* [EXERCISE] Find every line in the listing below that contains the string "white", and copy each of those lines. Matching is case-sensitive.

────────────────

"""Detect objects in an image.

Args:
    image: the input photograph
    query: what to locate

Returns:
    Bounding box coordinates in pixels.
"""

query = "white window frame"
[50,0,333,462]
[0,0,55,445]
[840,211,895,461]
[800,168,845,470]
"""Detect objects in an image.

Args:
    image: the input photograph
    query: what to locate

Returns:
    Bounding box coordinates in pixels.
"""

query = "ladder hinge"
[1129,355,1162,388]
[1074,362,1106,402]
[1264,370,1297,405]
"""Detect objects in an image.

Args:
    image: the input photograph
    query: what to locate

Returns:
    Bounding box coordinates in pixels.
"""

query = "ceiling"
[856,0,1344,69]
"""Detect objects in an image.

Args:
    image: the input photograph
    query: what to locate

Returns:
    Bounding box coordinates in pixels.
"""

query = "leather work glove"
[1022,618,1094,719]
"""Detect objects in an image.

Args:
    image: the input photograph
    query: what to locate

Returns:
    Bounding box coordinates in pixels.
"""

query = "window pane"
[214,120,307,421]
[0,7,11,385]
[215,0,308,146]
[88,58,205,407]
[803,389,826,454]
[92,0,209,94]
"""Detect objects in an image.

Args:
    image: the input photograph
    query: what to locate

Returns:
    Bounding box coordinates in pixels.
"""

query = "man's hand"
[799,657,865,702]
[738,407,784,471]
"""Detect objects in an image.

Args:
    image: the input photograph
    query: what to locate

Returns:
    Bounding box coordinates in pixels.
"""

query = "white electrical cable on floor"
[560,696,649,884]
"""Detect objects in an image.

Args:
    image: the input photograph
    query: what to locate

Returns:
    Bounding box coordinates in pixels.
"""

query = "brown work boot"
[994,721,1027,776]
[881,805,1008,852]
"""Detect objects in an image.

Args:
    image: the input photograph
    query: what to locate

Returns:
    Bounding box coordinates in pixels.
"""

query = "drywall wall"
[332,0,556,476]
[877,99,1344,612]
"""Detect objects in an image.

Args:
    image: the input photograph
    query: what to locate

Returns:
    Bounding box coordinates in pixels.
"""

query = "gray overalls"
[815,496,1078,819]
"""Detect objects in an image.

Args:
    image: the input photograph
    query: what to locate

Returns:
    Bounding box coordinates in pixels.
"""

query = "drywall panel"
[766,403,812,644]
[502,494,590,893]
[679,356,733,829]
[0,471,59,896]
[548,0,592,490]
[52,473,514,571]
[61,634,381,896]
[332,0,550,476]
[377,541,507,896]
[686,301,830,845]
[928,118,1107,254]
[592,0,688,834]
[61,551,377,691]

────────────────

* [FINAL RESULT]
query = "white window frame"
query = "white electrical cable on floor"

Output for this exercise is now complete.